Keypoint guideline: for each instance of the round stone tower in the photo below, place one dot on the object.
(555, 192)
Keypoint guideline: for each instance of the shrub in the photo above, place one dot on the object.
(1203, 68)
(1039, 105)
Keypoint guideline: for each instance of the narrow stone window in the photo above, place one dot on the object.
☆ ☆ ☆ ☆
Please render all of the rows above as a Markdown table with two columns, Number and Entry, where Number counts each row and Entry holds its line. Leave out blank lines.

| Number | Entry |
|---|---|
| 1 | Keypoint guideline: for each instance of the round stone tower in the photo below, place one dot on the object. |
| 2 | (555, 192) |
| 3 | Keypoint guideline: for each instance of the shrub in the photo above, place one dot on the object. |
| 4 | (1203, 68) |
| 5 | (1039, 105) |
| 6 | Keypoint guideline: for each instance of the narrow stone window in the photo above, place one dot on the object. |